##### Excerpted data
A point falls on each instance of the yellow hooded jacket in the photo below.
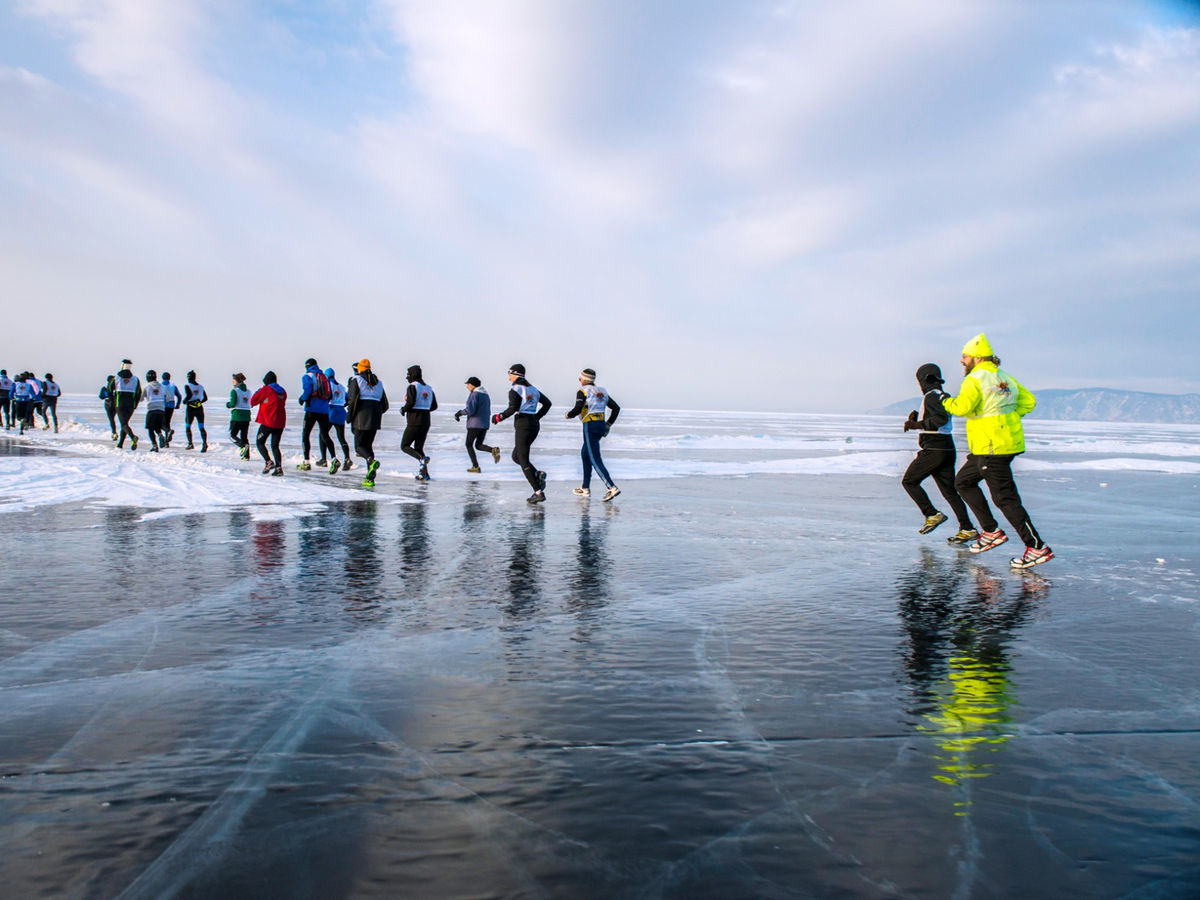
(993, 402)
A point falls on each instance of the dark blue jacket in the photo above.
(306, 387)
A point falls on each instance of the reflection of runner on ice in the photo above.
(935, 457)
(528, 405)
(591, 405)
(994, 403)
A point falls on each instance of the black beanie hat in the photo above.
(929, 373)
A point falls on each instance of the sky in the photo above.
(717, 205)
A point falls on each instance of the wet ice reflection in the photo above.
(775, 695)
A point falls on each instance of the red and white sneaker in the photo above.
(1032, 557)
(989, 540)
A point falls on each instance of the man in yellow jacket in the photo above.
(994, 402)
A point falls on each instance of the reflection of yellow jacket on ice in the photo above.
(993, 402)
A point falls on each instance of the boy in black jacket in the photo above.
(936, 457)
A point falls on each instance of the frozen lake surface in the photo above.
(748, 677)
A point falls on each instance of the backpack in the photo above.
(321, 387)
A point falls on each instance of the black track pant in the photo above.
(939, 465)
(124, 413)
(340, 429)
(324, 443)
(364, 444)
(239, 433)
(475, 441)
(274, 435)
(415, 431)
(525, 432)
(997, 472)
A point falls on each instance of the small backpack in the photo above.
(321, 387)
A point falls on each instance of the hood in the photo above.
(929, 377)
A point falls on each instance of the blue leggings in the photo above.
(591, 453)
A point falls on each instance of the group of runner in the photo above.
(329, 407)
(990, 399)
(25, 397)
(993, 403)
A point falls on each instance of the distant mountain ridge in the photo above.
(1099, 405)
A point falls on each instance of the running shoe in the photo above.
(1032, 557)
(989, 540)
(931, 522)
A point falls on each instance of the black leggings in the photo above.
(124, 414)
(525, 432)
(415, 431)
(364, 444)
(340, 427)
(274, 435)
(475, 439)
(239, 433)
(323, 441)
(997, 472)
(939, 463)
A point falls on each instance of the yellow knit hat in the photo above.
(978, 347)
##########
Your reply must contain the line with "A point falls on each instance of the reflection of runner" and each later line of the material, word for word, and nothing else.

A point falls on each instance of the reflection of runner on ice in the photo above.
(935, 457)
(528, 405)
(591, 405)
(994, 403)
A point falls on each instance of the black beanie hat in the photo above.
(929, 373)
A point falls on each instance of the sky in the photo above.
(717, 205)
A point falls on each instance of the wet ice reflection in the photo above.
(775, 695)
A point falls on each instance of the red and white sneaker in the photo above.
(1032, 557)
(989, 540)
A point falls on each instance of the man in yellow jacket in the photo above.
(994, 402)
A point falls on each instance of the reflection of yellow jacket on ice in the photo above.
(993, 402)
A point falls on each instance of the boy in black jacket in the photo above.
(936, 457)
A point falls on each instance of the frozen lake surface in the photo above.
(748, 677)
A point falls on each instance of the backpack in the photo above.
(321, 387)
A point falls on each instance of the black track pant in the photo above.
(939, 465)
(124, 413)
(340, 429)
(324, 443)
(364, 444)
(239, 433)
(475, 441)
(274, 435)
(415, 431)
(525, 432)
(997, 472)
A point falls on each instance of the small backpack in the photo above.
(321, 387)
A point falls on each instance of the hood in the photo above.
(929, 377)
A point falls on each instance of the blue leggings in the photo above.
(591, 453)
A point falls on each instance of the group of runner in the photo above.
(329, 407)
(990, 399)
(25, 397)
(993, 403)
A point falls on each instance of the distant mountain ridge in the photo above.
(1099, 405)
A point falls on each instance of the running shoe in the photo above.
(1032, 557)
(989, 540)
(931, 522)
A point falls on each instance of the black leggings in the photo above.
(124, 414)
(525, 432)
(415, 431)
(364, 444)
(340, 427)
(274, 435)
(475, 439)
(239, 433)
(323, 441)
(997, 472)
(939, 463)
A point falls on each instance of the yellow knit hat in the photo above.
(978, 347)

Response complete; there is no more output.